Entries from a pointing dataset
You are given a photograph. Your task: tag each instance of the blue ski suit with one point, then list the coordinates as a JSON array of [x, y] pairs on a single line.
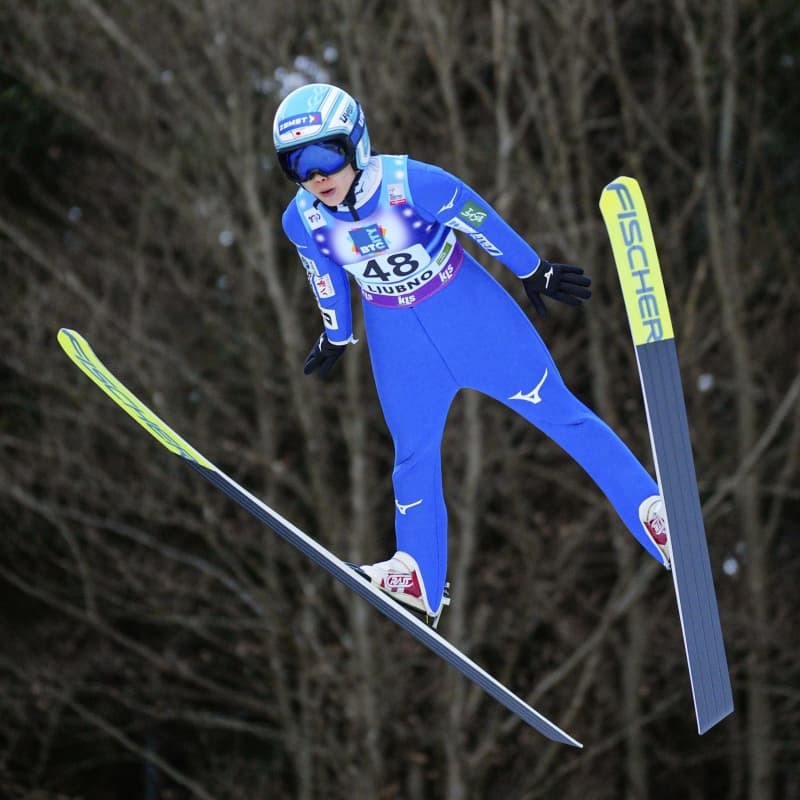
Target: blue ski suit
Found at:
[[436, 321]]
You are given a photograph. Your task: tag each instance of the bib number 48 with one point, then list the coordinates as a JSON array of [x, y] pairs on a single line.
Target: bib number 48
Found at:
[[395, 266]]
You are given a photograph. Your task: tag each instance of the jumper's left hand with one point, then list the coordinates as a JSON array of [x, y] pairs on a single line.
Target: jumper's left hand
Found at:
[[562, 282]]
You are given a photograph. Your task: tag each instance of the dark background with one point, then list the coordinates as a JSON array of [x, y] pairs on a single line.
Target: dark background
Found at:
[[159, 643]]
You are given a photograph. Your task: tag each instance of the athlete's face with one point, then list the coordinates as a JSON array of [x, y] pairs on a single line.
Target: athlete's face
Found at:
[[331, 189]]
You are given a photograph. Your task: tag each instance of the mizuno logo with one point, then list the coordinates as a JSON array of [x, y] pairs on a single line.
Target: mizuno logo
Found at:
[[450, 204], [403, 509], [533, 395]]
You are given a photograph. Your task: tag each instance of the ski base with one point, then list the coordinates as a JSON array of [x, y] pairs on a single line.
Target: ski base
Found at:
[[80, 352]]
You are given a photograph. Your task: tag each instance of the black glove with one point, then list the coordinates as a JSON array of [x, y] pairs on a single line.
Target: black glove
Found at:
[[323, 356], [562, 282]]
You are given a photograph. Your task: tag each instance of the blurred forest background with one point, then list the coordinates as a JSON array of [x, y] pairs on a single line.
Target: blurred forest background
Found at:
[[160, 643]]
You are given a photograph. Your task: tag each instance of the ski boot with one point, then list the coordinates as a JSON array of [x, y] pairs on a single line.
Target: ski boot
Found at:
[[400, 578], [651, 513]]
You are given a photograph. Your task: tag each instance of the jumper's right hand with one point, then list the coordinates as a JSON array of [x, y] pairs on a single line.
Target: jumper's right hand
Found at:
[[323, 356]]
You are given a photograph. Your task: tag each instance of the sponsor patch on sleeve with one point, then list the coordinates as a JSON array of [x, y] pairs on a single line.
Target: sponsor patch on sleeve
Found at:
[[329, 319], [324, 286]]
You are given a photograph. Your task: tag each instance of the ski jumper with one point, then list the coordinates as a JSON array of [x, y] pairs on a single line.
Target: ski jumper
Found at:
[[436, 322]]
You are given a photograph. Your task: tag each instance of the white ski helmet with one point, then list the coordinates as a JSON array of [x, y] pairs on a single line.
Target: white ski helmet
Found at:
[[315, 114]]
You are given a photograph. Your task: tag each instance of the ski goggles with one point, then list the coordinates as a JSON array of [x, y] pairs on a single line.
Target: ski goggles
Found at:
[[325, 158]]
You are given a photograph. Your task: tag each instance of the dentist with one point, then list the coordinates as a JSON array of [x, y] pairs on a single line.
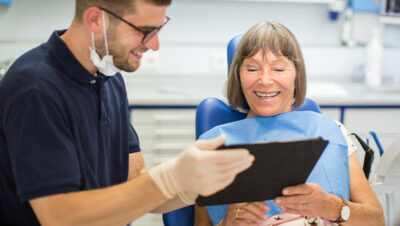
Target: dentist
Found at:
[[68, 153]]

**Required task:**
Rewrite all the entries above, changing every "photograph" to "image" and keeping everything else the same. Omit the pictures from your version.

**Complete response:**
You are given a image. Your task: tag each instance of the blue ski suit with one point, then list the coordinates as a JSON array of [x, y] pairs on a single line.
Target: blue ski suit
Found at:
[[436, 321]]
You are given a image. Your task: tag each instance of the bib number 48 with one point, then list the coordinates as a JSON array of [x, y] pairs on a single line.
Target: bib number 48
Found at:
[[395, 266]]
You are given a image. Your task: tag each instance of the jumper's left hand with one point, then list the coordinates as a JSON array of [x, y] pairs on a single line.
Target: jumper's left hand
Found at:
[[562, 282]]
You are given a image. Your task: tag each instance of the dark background with one point, then list the coordinates as a JSON array of [x, y] pairs on a single line.
Target: dark background
Found at:
[[159, 643]]
You are given a image. Your task: tag each instance of the athlete's face with one point, then list the coordinates as a JSON array of [x, y] pairs on a single line.
Target: athlete's face
Found at:
[[331, 189]]
You are given a image. Your task: tag each instance of the mizuno logo with one point, then list the coordinates as a JSON array of [x, y] pairs on a single line.
Target: mizuno logo
Found at:
[[450, 204], [403, 509], [533, 395]]
You are given a image. Your task: tag each instance of the ski base with one point, then list the coordinates as a JSON array of [x, y] pairs on a single line.
Target: ski base
Found at:
[[80, 352]]
You are given a image. Your task: tag each instance of the black glove with one point, then list the coordinates as a JSON array of [x, y] pairs on a single line.
Target: black glove
Found at:
[[323, 356], [562, 282]]
You are given a image. Your task: tag each instance of the blurred forest background with one point, then list the coordinates as a JSON array of [x, y] pairs on a single line.
Target: blurred forest background
Found at:
[[160, 643]]
You are given a image. Your task: tag each instance of the ski boot with one point, then list the coordinates as a JSON array of [x, y] pairs on a single line.
Target: ski boot
Found at:
[[400, 578], [651, 513]]
You are given a image. Your task: tag each instance of the jumper's right hand with one point, then list the coordinates as a JSON array of [x, y] pairs on a single line.
Target: jumper's right hand
Found at:
[[323, 356]]
You are given a image. Your task: tag each instance of the sponsor patch on sleeve with one point, then list the coordinates as a JSON array of [x, y] pairs on a single line.
Target: sponsor patch on sleeve
Found at:
[[329, 319], [324, 286]]
You are given a image. Your task: tag each instance of the ski jumper with one point, then list the coordinates as a JSON array of [x, y] pairs on a single line.
Target: ski jumper
Found at:
[[436, 322]]
You are given a image. Your task: tag each instance of the white ski helmet with one point, then list the coordinates as a JSON array of [x, y] pairs on a single line.
Target: white ski helmet
Found at:
[[315, 114]]
You are given a image. Your task: tag each instance of the ski goggles with one point, then list the coordinates as a JSON array of [x, y] pairs on a single line.
Target: ski goggles
Found at:
[[325, 158]]
You are given a image. Your task: tag each instance of the dentist with one point, then list the coordinates as a JSON array of [x, y] pairs on a single line.
Target: dentist
Found at:
[[68, 153]]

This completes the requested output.